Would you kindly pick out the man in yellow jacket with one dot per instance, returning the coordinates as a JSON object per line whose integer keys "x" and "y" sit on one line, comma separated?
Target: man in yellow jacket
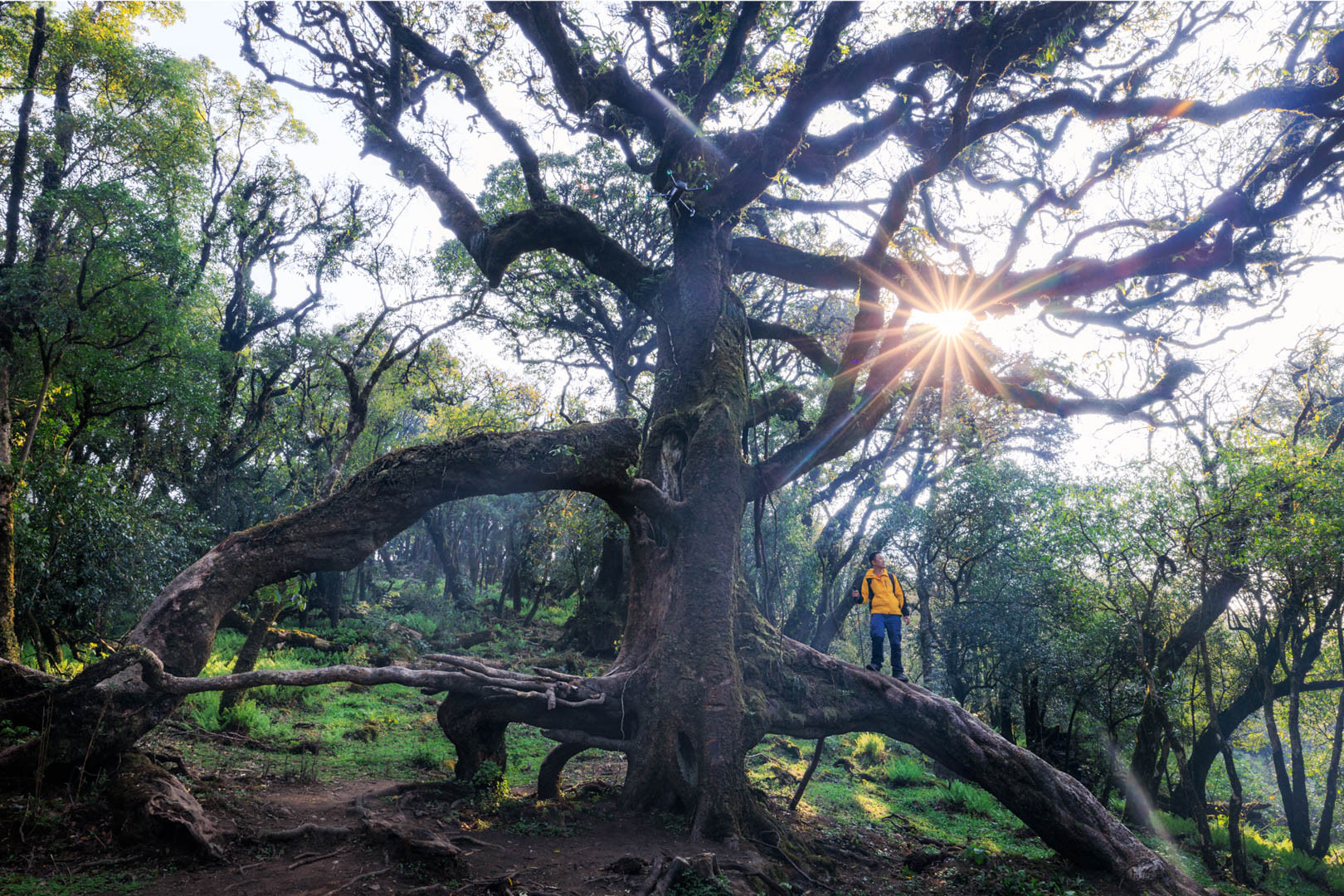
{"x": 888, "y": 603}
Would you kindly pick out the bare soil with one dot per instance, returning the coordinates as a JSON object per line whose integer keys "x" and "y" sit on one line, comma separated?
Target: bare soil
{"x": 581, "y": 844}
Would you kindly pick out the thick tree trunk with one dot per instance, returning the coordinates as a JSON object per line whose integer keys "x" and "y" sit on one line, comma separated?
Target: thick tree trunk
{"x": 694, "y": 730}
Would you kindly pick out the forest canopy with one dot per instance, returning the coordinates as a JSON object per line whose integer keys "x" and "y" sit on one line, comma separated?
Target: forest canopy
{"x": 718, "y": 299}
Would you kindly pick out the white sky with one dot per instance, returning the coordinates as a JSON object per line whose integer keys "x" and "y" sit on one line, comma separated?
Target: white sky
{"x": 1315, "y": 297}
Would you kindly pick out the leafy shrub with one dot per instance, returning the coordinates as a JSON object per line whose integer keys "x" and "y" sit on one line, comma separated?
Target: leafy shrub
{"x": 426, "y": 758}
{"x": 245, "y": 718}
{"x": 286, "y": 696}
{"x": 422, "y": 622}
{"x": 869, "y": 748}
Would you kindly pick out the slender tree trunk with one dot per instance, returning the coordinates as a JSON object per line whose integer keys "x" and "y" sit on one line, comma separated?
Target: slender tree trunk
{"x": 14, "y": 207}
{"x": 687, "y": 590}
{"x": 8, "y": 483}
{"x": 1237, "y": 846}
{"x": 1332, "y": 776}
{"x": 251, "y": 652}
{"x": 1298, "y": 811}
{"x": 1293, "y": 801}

[YOUR GOAL] Could you give the listing above again word for word, without any pictures?

[RESULT OF THE EXERCISE]
Would you kindly pick out the man in yellow jacket with one dot per instance, returning the coordinates as a JSON object per line whose integer keys "x" and "y" sit on one line, comma separated?
Target: man in yellow jacket
{"x": 888, "y": 603}
Would you kindly pick out the bare soil with one dot per instance, returning the coordinates as a JSON object per line whose integer keys "x" and "y" sit on one line, comma separated?
Target: bare soil
{"x": 581, "y": 844}
Would you kindly pick out the thick tree trunk with one dot per instance, returning the coordinates as a JSON object per line whose integer keys "x" and "y" sit on one line, comma separated?
Target: thick tree trunk
{"x": 694, "y": 730}
Would you kindly pick out the forest canopy with one dot per instance, returning the coordinates as a JSON object per line whose integer keys "x" and "y" sit on one line, comma separated?
Target: forest canopy
{"x": 718, "y": 299}
Would you kindly pick out the white sky with one dot per instance, returning the coordinates as a JSON object per line whose integer keys "x" and "y" sit on one line, comma separated?
Target: white sky
{"x": 1315, "y": 297}
Would you kindly pick out the leafy shrub with one dot per instance, returning the coordinates as a JSON object per line whose integer keys "x" and "y" sit on one line, comma separated?
Target: leafy shrub
{"x": 426, "y": 758}
{"x": 245, "y": 718}
{"x": 286, "y": 696}
{"x": 422, "y": 622}
{"x": 869, "y": 748}
Would you kindly pick out the slender tree trunk with one dot per instance, returning the coordinates as a JSON object per line whose integer keys "x" and "y" sit on one line, comma separated?
Target: slender tree trunk
{"x": 14, "y": 207}
{"x": 687, "y": 590}
{"x": 8, "y": 483}
{"x": 1237, "y": 846}
{"x": 1332, "y": 776}
{"x": 251, "y": 652}
{"x": 1298, "y": 811}
{"x": 1293, "y": 801}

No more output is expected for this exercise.